#### Stated exercise:
Please reproduce every line of the listing below with each "single dot" replaced by "single point" and everything else unchanged. Omit the pictures from your answer.
--
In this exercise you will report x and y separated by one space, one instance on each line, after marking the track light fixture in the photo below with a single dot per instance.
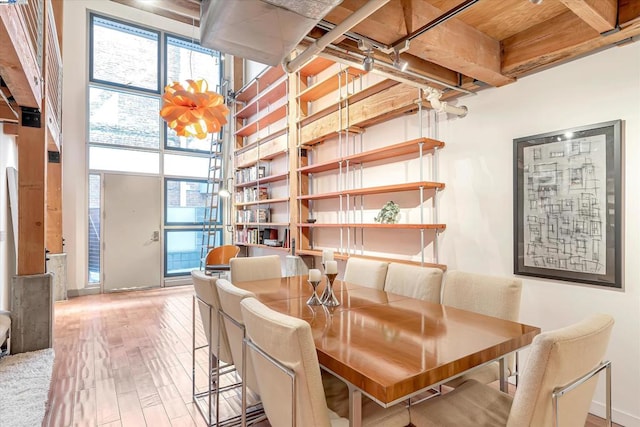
368 61
399 63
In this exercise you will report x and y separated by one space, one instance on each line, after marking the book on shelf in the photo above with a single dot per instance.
252 173
253 215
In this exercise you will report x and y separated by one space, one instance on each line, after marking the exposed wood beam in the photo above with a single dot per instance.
601 15
32 192
628 12
10 129
7 114
186 11
453 44
560 39
54 208
417 65
18 66
407 8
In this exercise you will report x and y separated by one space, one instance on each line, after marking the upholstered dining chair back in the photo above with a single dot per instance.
230 298
564 362
366 272
289 342
209 304
255 268
222 254
489 295
557 358
413 281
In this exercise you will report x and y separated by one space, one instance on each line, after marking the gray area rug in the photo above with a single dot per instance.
24 387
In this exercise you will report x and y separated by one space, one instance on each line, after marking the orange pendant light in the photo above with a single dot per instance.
194 111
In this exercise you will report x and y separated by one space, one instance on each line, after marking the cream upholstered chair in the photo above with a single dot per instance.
230 298
209 304
255 268
366 272
489 295
413 281
288 373
220 361
563 363
220 256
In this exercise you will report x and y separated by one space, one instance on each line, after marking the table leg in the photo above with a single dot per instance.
504 385
355 406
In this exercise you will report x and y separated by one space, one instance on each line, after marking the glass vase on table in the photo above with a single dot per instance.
314 280
328 297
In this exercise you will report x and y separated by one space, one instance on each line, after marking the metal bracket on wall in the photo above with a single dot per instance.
31 117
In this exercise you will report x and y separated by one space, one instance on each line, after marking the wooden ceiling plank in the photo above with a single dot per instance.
453 44
563 38
601 15
628 12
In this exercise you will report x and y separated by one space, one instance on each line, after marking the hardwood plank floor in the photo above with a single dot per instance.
124 359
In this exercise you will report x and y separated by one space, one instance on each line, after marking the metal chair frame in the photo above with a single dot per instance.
212 394
285 369
558 392
254 413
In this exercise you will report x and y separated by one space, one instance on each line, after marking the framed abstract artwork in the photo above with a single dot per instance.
567 205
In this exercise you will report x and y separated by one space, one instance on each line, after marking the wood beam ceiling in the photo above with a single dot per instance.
562 38
18 67
601 15
453 44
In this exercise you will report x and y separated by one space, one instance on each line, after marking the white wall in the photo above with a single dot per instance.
76 76
8 158
477 205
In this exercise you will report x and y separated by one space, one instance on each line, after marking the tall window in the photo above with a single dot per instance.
128 68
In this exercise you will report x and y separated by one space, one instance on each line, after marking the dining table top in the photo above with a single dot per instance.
388 345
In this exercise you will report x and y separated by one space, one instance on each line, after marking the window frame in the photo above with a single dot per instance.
166 82
160 59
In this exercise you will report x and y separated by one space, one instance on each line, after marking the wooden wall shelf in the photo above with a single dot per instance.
409 186
330 84
438 227
384 153
352 98
264 100
262 224
260 83
267 179
263 202
253 245
263 122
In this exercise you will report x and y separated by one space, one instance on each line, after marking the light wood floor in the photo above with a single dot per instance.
124 359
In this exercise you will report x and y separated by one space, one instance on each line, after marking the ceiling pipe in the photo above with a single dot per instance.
317 46
434 95
348 57
437 21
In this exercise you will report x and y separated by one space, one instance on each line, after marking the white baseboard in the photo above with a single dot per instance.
619 417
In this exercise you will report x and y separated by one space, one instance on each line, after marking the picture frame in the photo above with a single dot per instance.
567 205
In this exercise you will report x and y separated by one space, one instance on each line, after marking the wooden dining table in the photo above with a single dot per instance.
392 347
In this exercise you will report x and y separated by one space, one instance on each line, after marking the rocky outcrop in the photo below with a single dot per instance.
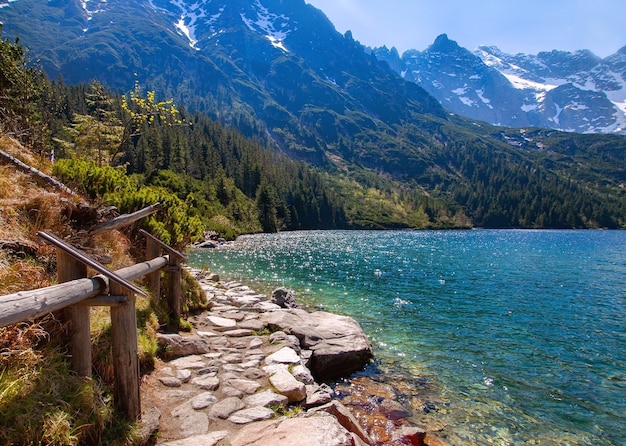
--
#### Written answer:
In this exercise you will report x and y separated by one space, one instance on each line, after marking the track light fixture in the photo below with a single point per instance.
368 61
399 63
In this exercise you will report x and y separated by one space, one instance on each line, after marking the book on shelf in the photo above with a single point per instance.
252 173
253 215
In this exercise you will report x and y separated by one space, one instance on each line, after marking the exposed wood beam in the photo above with a single point per instance.
601 15
32 192
628 12
10 129
7 114
186 11
453 44
560 39
54 208
417 65
18 66
407 8
In this exercise you will report x and y separated by one space, one instance on each line, after marking the upholstered dining chair back in the photo above with a single point per instance.
230 298
564 362
366 272
289 342
209 304
255 268
222 254
489 295
557 358
413 281
In this exercise you will report x and y separated by one space, one instance on each line, after marking the gray area rug in the photo above with a single point per instance.
24 387
In this exercise you will report x and y separated by one space, one instance on each line, after marking the orange pendant light in the photo above with a single point per instance.
194 111
In this exercise you will report x and y separated by one space, one instance on each line, after marking the cream upholstered chair in the photo above with a single point per instance.
230 298
209 304
255 268
366 272
489 295
413 281
288 373
220 361
563 363
220 256
In this exercise you will report x and y separated by one space, one instance on each line, after marking the table leg in the photo above with a single point per instance.
504 385
355 406
In this exercise you will report x and y separated by one space, one instance on each line, after marking the glass vase on table in the photo above with a single point per instance.
314 280
328 297
In this exercise you will report x and y separated by one space, one instance on each line, after marking the metal bracket on wall in the photo above with a single point per instance.
31 117
In this exercise you will report x and y separated by one space, one instance on each line, after marking the wooden ceiling plank in the photo above with a single point per instance.
453 44
563 38
601 15
628 12
In this exercise you will report x and y separated by one space, one instance on each line, after marking the hardwood plank floor in the photo above with a single point per instance.
124 359
In this exercise you will report x and y separated by one space, one instance on each line, after marking the metal chair frame in the photo above with a single point per instance.
212 394
285 369
558 392
254 413
In this exercise you will report x and y separated by one space, one instance on each line, after marking the framed abstract artwork in the photo above with a single point per instance.
567 205
In this exercise you will report x and y separated by one space, one instance on each line, after marking the wood beam ceiling in the photo above with a single point per instance.
562 38
18 67
601 15
453 44
In this exercise you will report x and y separated by one space, one instance on each line, after marking the white wall in the photo above with a single point per instance.
76 76
8 158
477 205
In this exercise you will report x and y separated by one space, one instance on each line, after marking the tall window in the photo above with a single point per instance.
128 68
In this exercise you will report x and y separated by one space, one instance on each line, after marking the dining table top in the photo above with a single point per instance.
388 345
In this exercise you will report x and y separated by one space, one instance on each line, after marking the window frame in the photo above with a single point per instance.
166 82
160 59
In this exercise you will report x and y separated by one space, one instance on each line, after marking the wooden wall shelf in the photo above with a single point per instance.
409 186
330 84
438 227
384 153
352 98
264 100
262 224
260 83
267 179
263 202
253 245
263 122
In this exercise you will report x and y separated by one space, one instance on each line, after marking the light wood floor in the photo above with a single point per instance.
124 359
In this exercise you will report x and y separated by one space, one instance on each line, after marking the ceiling pipe in the photo above with a single point per instance.
317 46
434 95
348 57
437 21
In this exercise you will report x and y separated by one space, one instance on each line, after marking the white baseboard in the photo above with a single point per instance.
619 417
In this exercise you will report x and y separated by one space, one instance on each line, after marking the picture frame in the photo above with a single point per instance.
567 205
In this exercise you will report x and y separated by one space, one instance on each line, after marking the wooden dining table in the photo above with a single point per instance.
392 347
In this exercise you will report x and y separated by one space, one instance on each line, after marking the rocky outcrop in the photo below with a single point per instance.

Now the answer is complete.